What is needed:
Everything in the listing must be transcribed exactly, from the first line to the last.

Records provided:

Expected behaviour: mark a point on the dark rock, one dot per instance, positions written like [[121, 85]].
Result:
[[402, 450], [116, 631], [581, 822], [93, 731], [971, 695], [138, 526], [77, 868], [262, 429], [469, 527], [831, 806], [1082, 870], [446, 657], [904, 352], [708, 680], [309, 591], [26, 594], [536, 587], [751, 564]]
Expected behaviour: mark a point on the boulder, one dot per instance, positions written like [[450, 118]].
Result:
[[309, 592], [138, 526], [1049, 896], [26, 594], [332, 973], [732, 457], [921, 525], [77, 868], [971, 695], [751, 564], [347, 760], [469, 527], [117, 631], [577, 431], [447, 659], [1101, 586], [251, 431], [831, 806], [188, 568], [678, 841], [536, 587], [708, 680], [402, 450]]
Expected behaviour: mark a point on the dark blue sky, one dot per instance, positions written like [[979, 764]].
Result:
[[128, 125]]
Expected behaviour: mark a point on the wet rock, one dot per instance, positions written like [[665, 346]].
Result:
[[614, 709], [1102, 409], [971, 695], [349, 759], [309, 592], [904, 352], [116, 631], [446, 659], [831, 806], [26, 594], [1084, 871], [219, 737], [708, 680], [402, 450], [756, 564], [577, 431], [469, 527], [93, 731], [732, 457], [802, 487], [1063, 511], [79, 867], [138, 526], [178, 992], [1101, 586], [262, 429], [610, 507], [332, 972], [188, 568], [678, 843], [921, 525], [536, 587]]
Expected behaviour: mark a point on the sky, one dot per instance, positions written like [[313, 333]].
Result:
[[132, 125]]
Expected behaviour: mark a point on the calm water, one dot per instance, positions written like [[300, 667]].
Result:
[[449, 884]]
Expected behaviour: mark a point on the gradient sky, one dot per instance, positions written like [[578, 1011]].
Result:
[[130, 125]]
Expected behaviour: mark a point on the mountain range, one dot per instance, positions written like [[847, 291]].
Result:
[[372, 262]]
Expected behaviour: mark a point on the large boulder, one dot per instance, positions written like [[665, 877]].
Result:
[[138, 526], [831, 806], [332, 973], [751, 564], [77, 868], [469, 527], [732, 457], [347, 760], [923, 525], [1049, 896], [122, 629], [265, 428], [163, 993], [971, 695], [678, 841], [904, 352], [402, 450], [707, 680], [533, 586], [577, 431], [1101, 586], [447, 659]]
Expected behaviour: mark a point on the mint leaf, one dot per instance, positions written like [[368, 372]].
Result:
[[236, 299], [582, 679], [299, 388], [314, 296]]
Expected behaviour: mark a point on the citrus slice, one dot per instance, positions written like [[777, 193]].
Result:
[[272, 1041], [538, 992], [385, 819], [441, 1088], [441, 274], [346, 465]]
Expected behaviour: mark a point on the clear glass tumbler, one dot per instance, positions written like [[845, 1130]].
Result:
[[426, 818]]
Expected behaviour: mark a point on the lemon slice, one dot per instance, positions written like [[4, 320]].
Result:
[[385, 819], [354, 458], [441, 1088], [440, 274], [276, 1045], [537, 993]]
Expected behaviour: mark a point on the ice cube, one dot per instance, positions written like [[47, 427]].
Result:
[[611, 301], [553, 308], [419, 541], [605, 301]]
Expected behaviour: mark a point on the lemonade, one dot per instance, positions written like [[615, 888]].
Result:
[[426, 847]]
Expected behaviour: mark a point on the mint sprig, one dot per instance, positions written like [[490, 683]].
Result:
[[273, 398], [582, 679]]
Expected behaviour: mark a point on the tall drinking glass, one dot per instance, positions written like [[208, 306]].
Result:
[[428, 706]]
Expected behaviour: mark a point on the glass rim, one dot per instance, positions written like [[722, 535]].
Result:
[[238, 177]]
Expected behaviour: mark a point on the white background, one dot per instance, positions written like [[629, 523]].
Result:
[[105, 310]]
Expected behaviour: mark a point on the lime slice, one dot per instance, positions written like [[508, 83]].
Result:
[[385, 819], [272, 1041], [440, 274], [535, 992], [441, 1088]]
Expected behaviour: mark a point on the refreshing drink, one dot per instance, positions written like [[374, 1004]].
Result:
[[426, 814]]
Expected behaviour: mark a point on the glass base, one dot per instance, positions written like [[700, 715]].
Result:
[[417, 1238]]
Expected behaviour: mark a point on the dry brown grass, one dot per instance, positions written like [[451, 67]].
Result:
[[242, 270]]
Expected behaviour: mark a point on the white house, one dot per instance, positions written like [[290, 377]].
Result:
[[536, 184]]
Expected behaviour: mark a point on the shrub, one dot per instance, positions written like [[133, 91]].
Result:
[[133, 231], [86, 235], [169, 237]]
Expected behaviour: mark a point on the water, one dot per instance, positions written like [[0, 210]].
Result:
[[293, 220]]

Answer area:
Expected behaviour: mark a point on the dark rock, one dot per instance, positions written like [[121, 85]].
Result:
[[402, 450], [116, 631], [581, 822], [93, 731], [971, 695], [138, 526], [77, 868], [262, 429], [469, 527], [831, 806], [1082, 870], [446, 657], [904, 352], [708, 680], [309, 591], [26, 594], [536, 587], [751, 564]]
Expected behaviour: mark a point on the boulder, one dot per instance, positions written like [[450, 118]].
Result:
[[309, 592], [138, 526], [1049, 896], [26, 594], [332, 973], [732, 457], [921, 525], [77, 868], [971, 695], [751, 564], [347, 760], [469, 527], [117, 631], [577, 431], [447, 659], [1101, 586], [251, 431], [831, 806], [188, 568], [678, 841], [536, 587], [708, 680], [402, 450]]
Expected behaviour: mark a point on the dark blue sky, one dot per instance, positions written like [[979, 764]].
Result:
[[128, 125]]
Expected behaviour: mark a point on the wet rock, one dot per instance, positions written like [[665, 346]].
Result:
[[614, 709], [1102, 409], [971, 695], [349, 759], [309, 592], [904, 352], [116, 631], [446, 659], [831, 806], [26, 594], [1084, 871], [219, 737], [708, 680], [402, 450], [756, 564], [577, 431], [469, 527], [93, 731], [732, 457], [802, 487], [1063, 511], [79, 867], [138, 526], [178, 992], [1101, 586], [262, 429], [610, 507], [332, 972], [188, 568], [678, 843], [921, 525], [536, 587]]
Expected behaviour: mark a point on the sky, one dot per instance, positions written like [[313, 333]].
Result:
[[132, 125]]
Expected behaviour: mark a point on the calm water, one dot per instance, positions written like [[300, 667]].
Result:
[[449, 884]]
Expected behaviour: mark a point on the gradient sky, one dot per instance, positions written like [[578, 1011]].
Result:
[[130, 125]]
Expected behaviour: mark a point on the mountain range, one dot per instance, positions written like [[847, 291]].
Result:
[[372, 262]]
Expected behaviour: mark a point on the large boulder, one dot per instance, positions written like [[665, 877]].
Result:
[[138, 526], [831, 806], [332, 973], [751, 564], [77, 868], [469, 527], [732, 457], [347, 760], [923, 525], [1049, 896], [122, 629], [265, 428], [163, 993], [971, 695], [678, 841], [904, 352], [402, 450], [707, 680], [533, 586], [577, 431], [1101, 586], [447, 659]]
Expected behaviour: mark a point on the mint leaf, one dot per instance, positions written like [[368, 372]].
Result:
[[236, 299], [582, 679], [299, 388], [314, 296]]
Expected behaviour: mark a point on the citrus slice, one dot per instance, positions written like [[777, 193]].
Result:
[[272, 1041], [538, 992], [385, 819], [441, 1088], [441, 274], [346, 465]]
Expected behaviour: mark a point on the clear glass tumbler, one dot per instance, positions written like [[845, 1130]].
Result:
[[426, 818]]
Expected behaviour: mark a point on the lemon slice, one dot per instance, positions written like [[4, 320]].
Result:
[[385, 819], [354, 458], [441, 1088], [440, 274], [276, 1045], [537, 993]]
Expected behaviour: mark a point on the ice cube, one dot per instance, positions written like [[47, 427]].
Result:
[[611, 301], [553, 308], [419, 541], [605, 301]]
Expected behaviour: mark a point on the lemonade, one dot per instance, positions written like [[615, 888]].
Result:
[[426, 847]]
Expected behaviour: mark a point on the mint sprig, one dot per instance, positions written like [[490, 683]].
Result:
[[273, 398], [582, 679]]
Expected behaviour: mark a point on the tall drinking glass, one dot per instance, positions written like [[208, 306]].
Result:
[[428, 706]]
Expected behaviour: mark a point on the glass rim, one dot per instance, positions written like [[722, 535]].
Result:
[[238, 177]]
Expected behaviour: mark a point on the white background, one dot per instance, positions written like [[629, 523]].
Result:
[[105, 310]]
Expected behaviour: mark a point on the lime slice, one dot per instance, positions written like [[508, 83]].
Result:
[[385, 819], [272, 1041], [440, 274], [535, 992], [441, 1088]]
Expected behaviour: mark a point on the refreshing drink, one dot per instance, positions written like [[374, 1004]].
Result:
[[426, 814]]
Expected behaviour: mark a point on the glass base, one dot per instance, positions written like [[700, 715]].
Result:
[[417, 1238]]
Expected behaviour: mark a point on the dry brown grass, one dot per instance, positions written like [[451, 67]].
Result:
[[242, 270]]
Expected behaviour: mark a point on the white house, one dot per instance, positions written like [[290, 377]].
Result:
[[536, 184]]
Expected behaviour: mark a point on the shrub, one dot per instance, positions written like [[133, 91]].
Result:
[[133, 231], [86, 235], [169, 237]]
Expected behaviour: mark a point on the water, one dot per instance, positions written like [[0, 210]].
Result:
[[293, 220]]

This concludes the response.